WHAT THIS TASK INVOLVES. Give back, word for word, the stretch of the listing below that begins with the line containing "it for concrete" and ends with the line containing "[62,344,99,622]", including both of those lines.

___ DATA LISTING ___

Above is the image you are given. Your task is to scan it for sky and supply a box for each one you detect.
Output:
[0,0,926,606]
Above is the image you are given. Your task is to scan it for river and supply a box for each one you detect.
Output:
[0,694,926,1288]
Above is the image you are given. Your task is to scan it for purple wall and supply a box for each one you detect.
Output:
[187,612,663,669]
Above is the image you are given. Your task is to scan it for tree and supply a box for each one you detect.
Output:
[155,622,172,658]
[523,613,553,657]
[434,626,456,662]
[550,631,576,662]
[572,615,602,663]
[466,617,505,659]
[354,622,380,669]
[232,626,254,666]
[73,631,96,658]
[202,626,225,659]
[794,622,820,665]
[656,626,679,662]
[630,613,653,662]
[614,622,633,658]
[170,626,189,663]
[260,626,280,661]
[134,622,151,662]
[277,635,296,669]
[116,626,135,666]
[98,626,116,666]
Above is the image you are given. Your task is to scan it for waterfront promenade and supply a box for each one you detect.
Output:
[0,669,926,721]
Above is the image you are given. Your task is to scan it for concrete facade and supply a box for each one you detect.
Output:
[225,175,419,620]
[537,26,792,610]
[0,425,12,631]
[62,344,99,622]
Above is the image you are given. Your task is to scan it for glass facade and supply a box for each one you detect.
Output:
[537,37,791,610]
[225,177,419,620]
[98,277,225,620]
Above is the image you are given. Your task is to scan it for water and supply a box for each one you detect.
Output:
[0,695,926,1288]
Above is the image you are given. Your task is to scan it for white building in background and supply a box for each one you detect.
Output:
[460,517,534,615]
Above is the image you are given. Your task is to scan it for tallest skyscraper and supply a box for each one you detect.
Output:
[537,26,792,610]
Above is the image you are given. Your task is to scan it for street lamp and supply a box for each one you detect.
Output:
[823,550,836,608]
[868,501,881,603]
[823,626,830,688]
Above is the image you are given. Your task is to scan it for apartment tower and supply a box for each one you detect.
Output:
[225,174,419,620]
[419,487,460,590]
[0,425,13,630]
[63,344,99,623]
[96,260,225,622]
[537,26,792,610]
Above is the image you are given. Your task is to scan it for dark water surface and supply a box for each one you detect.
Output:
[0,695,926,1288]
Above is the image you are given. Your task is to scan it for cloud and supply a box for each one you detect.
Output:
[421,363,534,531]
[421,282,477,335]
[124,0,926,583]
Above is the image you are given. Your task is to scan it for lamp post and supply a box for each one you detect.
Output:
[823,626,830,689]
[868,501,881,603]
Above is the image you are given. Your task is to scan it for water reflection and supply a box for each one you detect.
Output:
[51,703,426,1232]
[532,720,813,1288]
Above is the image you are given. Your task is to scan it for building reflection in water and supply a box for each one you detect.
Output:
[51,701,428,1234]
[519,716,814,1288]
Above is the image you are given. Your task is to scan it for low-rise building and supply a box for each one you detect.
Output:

___

TASK RESULT.
Above is the image you are given. Your task is to scan it for concrete facade and supply a box for each one you detect.
Output:
[225,175,419,620]
[537,26,792,610]
[0,425,12,631]
[62,344,99,622]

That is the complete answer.